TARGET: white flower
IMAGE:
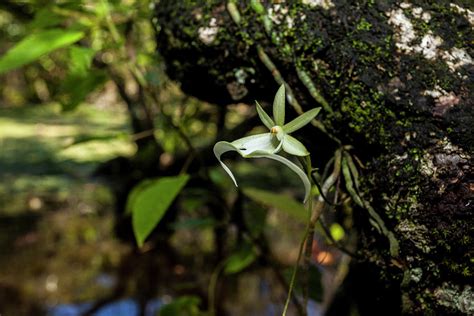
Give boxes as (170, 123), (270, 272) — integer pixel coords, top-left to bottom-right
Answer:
(214, 85), (321, 201)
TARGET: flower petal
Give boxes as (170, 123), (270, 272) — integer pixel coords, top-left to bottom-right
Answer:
(283, 135), (309, 156)
(213, 142), (240, 187)
(231, 133), (281, 158)
(283, 108), (321, 134)
(214, 141), (311, 202)
(255, 101), (275, 129)
(273, 84), (285, 126)
(252, 154), (311, 203)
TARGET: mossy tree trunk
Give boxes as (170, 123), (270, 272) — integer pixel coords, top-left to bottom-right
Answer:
(156, 0), (474, 315)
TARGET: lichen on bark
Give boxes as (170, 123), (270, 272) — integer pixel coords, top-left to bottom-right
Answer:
(156, 0), (474, 314)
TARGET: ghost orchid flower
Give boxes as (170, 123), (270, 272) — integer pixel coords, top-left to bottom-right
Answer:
(214, 85), (321, 202)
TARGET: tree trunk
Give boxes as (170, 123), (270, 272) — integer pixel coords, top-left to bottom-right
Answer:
(156, 0), (474, 315)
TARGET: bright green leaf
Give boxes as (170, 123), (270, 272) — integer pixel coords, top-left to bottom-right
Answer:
(243, 188), (308, 223)
(0, 29), (84, 74)
(130, 175), (189, 246)
(28, 6), (65, 30)
(273, 85), (285, 126)
(283, 108), (321, 134)
(329, 223), (344, 241)
(283, 135), (309, 156)
(255, 102), (275, 129)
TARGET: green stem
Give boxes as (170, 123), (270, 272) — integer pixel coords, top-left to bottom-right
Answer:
(207, 260), (226, 316)
(303, 156), (316, 315)
(282, 156), (316, 316)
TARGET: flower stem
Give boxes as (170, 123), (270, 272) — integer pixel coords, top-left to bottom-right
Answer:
(282, 155), (319, 316)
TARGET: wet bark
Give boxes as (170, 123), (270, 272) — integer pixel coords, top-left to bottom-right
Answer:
(156, 0), (474, 315)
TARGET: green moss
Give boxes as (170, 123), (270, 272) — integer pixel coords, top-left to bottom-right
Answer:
(341, 82), (396, 145)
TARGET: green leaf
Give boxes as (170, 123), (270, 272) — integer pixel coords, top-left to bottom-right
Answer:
(69, 45), (96, 76)
(283, 135), (309, 156)
(60, 45), (107, 111)
(0, 29), (85, 74)
(171, 217), (217, 229)
(255, 101), (275, 129)
(329, 223), (344, 241)
(283, 108), (321, 134)
(131, 175), (189, 247)
(224, 245), (257, 274)
(243, 188), (308, 223)
(28, 6), (65, 30)
(273, 85), (285, 126)
(60, 70), (107, 111)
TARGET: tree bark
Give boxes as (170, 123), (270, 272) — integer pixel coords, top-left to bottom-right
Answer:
(156, 0), (474, 315)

* _Task goal_
Rewrite the material starting at the line that contains "TARGET: green moss" and ending at the line that contains "(341, 82), (396, 145)", both included. Leave the requests unchanged, and add 138 to every pixel coordinate in the answers.

* _Problem solution_
TARGET: green moss
Give boxes as (170, 123), (270, 272) — integer pixel coords, top-left to bottom-right
Answer:
(479, 220), (534, 283)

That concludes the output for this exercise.